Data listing
— START —

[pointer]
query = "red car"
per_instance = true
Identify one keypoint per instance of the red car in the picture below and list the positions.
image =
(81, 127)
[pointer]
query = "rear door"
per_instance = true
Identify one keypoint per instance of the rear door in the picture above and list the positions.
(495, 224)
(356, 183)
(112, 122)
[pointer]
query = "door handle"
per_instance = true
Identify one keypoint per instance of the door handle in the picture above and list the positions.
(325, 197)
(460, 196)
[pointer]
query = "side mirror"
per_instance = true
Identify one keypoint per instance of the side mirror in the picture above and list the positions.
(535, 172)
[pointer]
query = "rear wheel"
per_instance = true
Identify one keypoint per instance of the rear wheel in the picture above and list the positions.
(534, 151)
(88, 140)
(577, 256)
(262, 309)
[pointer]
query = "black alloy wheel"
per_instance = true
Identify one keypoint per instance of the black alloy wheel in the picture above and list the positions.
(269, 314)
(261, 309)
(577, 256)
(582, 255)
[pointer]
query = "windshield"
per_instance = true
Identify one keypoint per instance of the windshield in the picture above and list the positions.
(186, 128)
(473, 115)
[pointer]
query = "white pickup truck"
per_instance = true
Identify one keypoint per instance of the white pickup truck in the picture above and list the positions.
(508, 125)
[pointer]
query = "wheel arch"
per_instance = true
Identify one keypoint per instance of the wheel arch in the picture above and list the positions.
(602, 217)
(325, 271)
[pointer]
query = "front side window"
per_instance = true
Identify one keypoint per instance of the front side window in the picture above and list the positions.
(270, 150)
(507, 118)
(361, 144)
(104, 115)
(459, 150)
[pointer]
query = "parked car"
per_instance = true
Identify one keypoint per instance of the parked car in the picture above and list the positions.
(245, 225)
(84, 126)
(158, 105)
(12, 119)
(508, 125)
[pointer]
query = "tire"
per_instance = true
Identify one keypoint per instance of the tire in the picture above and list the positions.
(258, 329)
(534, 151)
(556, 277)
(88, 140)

— END —

Repeat the data in its entirety, character for character.

[pointer]
query = "red car"
per_instance = true
Identify one keypoint per instance of the red car in the picture below and list the positions.
image =
(81, 127)
[pointer]
query = "rear door"
per_instance = true
Identify one keypoint per instance of the rear door in the picture above and list the positions.
(495, 224)
(356, 183)
(112, 122)
[pointer]
query = "door handle"
per_instance = true
Identify one keypoint per instance of the door handle in the picture above and list the positions.
(325, 197)
(460, 196)
[pointer]
query = "side mirror"
per_instance = true
Identify one keypoint per instance of the side mirror in the picture above and list the positions.
(535, 172)
[pointer]
query = "rear wheel"
per_instance = true
Identify one keypoint per instance of the rear wheel in the picture above and list the positions.
(534, 151)
(88, 140)
(577, 256)
(262, 309)
[pointer]
query = "black alloy wheel"
per_instance = true
Identify one keypoint per instance of the black alloy wheel in the picture above and list the positions.
(269, 314)
(261, 309)
(577, 256)
(582, 255)
[pointer]
query = "windshield"
per_instance = true
Identify one keypoint per instance of the windshield in the picture above and list the positions.
(186, 128)
(473, 115)
[pointer]
query = "white pickup truck"
per_instance = true
Identify one keypoint per instance of the white pickup truck in the picture above and list the positions.
(508, 125)
[pointer]
query = "wheel arch"
per_instance = true
Identify one keypoint per instance of the wheel arch in the picture above and list the positions.
(602, 217)
(325, 271)
[pointer]
query = "front side window"
per_instance = true
Identify one keypoint per instance of the front side window in the picture above and list the positions.
(270, 150)
(507, 118)
(361, 144)
(104, 115)
(459, 150)
[pointer]
query = "parked car"
per_instance = true
Identify one keypoint per instance of the parked car in the picture above and list the positions.
(245, 225)
(84, 126)
(158, 105)
(12, 119)
(508, 125)
[pointer]
query = "tire"
per_instance = true
Identify one keypoint per instance of the tire in the picture above and list the positions.
(258, 329)
(534, 151)
(556, 277)
(88, 140)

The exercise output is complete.